**Exercise requirements**. Please reproduce each of the entries below exactly as they appear.

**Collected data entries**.
————

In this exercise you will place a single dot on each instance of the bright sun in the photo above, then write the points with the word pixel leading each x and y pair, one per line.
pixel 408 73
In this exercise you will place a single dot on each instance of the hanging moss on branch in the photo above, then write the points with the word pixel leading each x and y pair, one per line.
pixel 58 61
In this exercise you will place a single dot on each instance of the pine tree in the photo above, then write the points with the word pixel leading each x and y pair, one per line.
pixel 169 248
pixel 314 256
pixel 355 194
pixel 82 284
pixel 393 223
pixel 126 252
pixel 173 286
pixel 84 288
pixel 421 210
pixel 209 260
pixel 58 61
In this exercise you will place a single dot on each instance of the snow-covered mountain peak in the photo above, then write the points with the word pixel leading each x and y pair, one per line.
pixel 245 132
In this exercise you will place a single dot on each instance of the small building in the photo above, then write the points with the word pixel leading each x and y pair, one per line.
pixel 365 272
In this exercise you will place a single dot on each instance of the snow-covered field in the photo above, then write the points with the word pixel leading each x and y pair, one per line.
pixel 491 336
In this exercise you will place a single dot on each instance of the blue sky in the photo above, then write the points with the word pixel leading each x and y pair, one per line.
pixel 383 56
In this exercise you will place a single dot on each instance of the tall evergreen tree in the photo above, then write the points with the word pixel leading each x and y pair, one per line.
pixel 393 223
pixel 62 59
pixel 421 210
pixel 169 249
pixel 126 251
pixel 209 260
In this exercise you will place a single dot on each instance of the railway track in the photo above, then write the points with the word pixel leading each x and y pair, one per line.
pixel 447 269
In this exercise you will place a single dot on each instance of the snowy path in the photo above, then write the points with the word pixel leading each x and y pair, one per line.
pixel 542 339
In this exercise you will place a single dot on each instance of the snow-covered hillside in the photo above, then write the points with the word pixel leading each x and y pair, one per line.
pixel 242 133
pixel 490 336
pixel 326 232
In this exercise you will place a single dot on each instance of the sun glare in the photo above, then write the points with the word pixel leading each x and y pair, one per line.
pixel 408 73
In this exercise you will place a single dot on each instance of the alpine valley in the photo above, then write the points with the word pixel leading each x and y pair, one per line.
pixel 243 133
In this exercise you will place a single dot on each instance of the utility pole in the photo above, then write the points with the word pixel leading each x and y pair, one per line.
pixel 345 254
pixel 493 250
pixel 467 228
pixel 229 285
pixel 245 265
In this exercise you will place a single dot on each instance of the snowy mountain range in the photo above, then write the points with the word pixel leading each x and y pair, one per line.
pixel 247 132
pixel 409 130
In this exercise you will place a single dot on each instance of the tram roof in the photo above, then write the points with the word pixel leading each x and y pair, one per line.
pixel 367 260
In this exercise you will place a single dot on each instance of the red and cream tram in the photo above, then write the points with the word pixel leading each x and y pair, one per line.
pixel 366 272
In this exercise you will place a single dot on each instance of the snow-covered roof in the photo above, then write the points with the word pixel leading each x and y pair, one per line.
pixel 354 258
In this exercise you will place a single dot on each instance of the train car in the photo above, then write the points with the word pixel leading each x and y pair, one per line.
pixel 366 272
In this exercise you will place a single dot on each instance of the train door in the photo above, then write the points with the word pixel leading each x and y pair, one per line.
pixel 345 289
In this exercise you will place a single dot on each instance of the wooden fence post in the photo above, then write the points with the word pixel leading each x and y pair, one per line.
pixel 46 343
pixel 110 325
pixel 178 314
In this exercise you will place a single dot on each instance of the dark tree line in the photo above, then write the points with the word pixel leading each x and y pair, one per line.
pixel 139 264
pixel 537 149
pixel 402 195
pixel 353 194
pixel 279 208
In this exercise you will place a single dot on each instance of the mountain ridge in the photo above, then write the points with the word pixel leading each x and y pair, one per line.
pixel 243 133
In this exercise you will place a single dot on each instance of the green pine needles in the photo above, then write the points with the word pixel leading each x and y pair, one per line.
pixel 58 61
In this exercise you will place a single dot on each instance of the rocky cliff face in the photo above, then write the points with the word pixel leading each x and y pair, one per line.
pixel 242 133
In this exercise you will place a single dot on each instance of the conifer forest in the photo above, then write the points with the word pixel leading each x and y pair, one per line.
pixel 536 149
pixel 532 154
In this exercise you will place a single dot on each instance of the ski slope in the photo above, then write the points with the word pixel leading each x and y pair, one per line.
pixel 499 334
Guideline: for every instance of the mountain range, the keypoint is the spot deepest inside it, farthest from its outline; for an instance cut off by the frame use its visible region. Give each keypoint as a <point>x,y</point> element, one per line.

————

**Exercise solution**.
In this exercise you will place a single dot on each instance of the bright sun in the photo above, then write the points with the word pixel leading each x and y pair, one per line.
pixel 408 73
In this exercise you will place a single dot on each instance of the hanging moss on branch in the photo above, then write the points with the word pixel leading each x and y pair, one per line.
pixel 58 61
In this exercise you will place a single dot on each instance of the pine tree in the photo above, then write the points with the word pixel leading each x and y pair, one per line.
pixel 169 248
pixel 314 256
pixel 355 194
pixel 82 284
pixel 393 223
pixel 126 252
pixel 173 286
pixel 84 288
pixel 421 210
pixel 209 260
pixel 58 61
In this exercise you will place a single dot on each instance of the snow-covered mountain peak in the photo above, then write the points with the word pixel leading each x and y pair, one per line.
pixel 245 132
In this exercise you will place a single dot on each instance of the small building in the photo above, then write the points with the word pixel leading each x and y pair, one per line.
pixel 365 272
In this exercise you will place a single dot on each instance of the snow-covered field in the photo above, then write the points with the word pixel leading each x and y pair, one per line.
pixel 491 336
In this exercise you will place a single dot on each instance of the blue sky in the photo above, then write the points with the word pixel leading each x and y pair, one per line.
pixel 383 56
In this exercise you will place a single dot on each instance of the tall evergreen tree in the photo above, then write the points with the word pixel leading each x and y pair, one per line.
pixel 393 223
pixel 62 59
pixel 421 210
pixel 169 249
pixel 126 251
pixel 209 260
In this exercise you will place a single dot on each instance of the railway track in the photo above, then write the points with the word pixel leading each x and y pair, one per line.
pixel 447 269
In this exercise you will place a single dot on each instance of the snowy path in the photo above, then write the points with the word pixel leading each x and y pair, one per line.
pixel 542 339
In this exercise you will place a single dot on each instance of the snow-covered hillside in the photo above, then write the points with the word pixel leading each x and y pair, one per line.
pixel 242 133
pixel 490 336
pixel 326 232
In this exercise you will place a single dot on each instance of the sun glare in the photo above, then write the points with the word pixel leading each x and y pair, one per line.
pixel 408 73
In this exercise you will place a single dot on each instance of the alpine valley in the photo above, then write the points with the word pixel leading each x and y pair, one per line.
pixel 243 133
In this exercise you will place a single dot on each instance of the utility pole in the photo above, then write the points with the word pixel leading each x and y pair, one per line.
pixel 345 254
pixel 493 250
pixel 467 228
pixel 229 285
pixel 245 265
In this exercise you will place a single dot on each instance of the snowy mountain range in the photo above, then write the points with the word pixel leading each x and y pair, one per line.
pixel 247 132
pixel 409 130
In this exercise you will place a single dot on each instance of the tram roof in the photo above, then write the points with the word pixel leading each x and y pair, one per line.
pixel 367 260
In this exercise you will place a single dot on each instance of the red and cream tram in the photo above, then write the points with the word pixel leading each x and y pair, one per line.
pixel 366 272
In this exercise you will place a single dot on each instance of the snow-covered roof in the photo above, then write the points with the word pixel leading each x and y pair, one per line.
pixel 354 258
In this exercise you will place a single dot on each instance of the train car in the photo above, then write the points with the word pixel leading each x and y pair, one per line.
pixel 366 272
In this exercise you will place a single dot on each instance of the train door in the photo above, then write the points with the word pixel leading each x and y pair, one per line.
pixel 345 289
In this exercise you will place a single dot on each instance of the wooden fence post in the photo above, then write the points with the word pixel leading each x and y pair, one per line.
pixel 46 343
pixel 110 325
pixel 178 314
In this exercise you will place a single dot on each instance of the dark tree line in the photo above, then write the points with the word pixel leading each x and y pair, one per line.
pixel 139 264
pixel 537 149
pixel 402 195
pixel 353 194
pixel 279 208
In this exercise you will place a single dot on each instance of the mountain ridge in the photo above, then write the points with the word pixel leading each x and y pair, one per line.
pixel 243 133
In this exercise you will place a single dot on each instance of the green pine needles in the photo above, then write the points with the word pixel leading each x and y pair, one per line.
pixel 58 61
In this exercise you will place a single dot on each instance of the rocky cliff face in the photo above, then write the points with the word pixel leading each x and y pair, one per line.
pixel 242 133
In this exercise you will place a single dot on each instance of the conifer forest in the photo above, then write the points with the word pixel leading each x and y pair, one per line.
pixel 536 149
pixel 532 154
In this exercise you will place a single dot on each instance of the ski slope in the photo above, then write the points with the word pixel leading each x and y pair, one per line.
pixel 499 334
Guideline: for every instance of the mountain range, the keypoint is the spot deepest inside it, farthest from its outline; for an instance cut off by the frame use its visible region. Give each keypoint as a <point>x,y</point> element, one per line.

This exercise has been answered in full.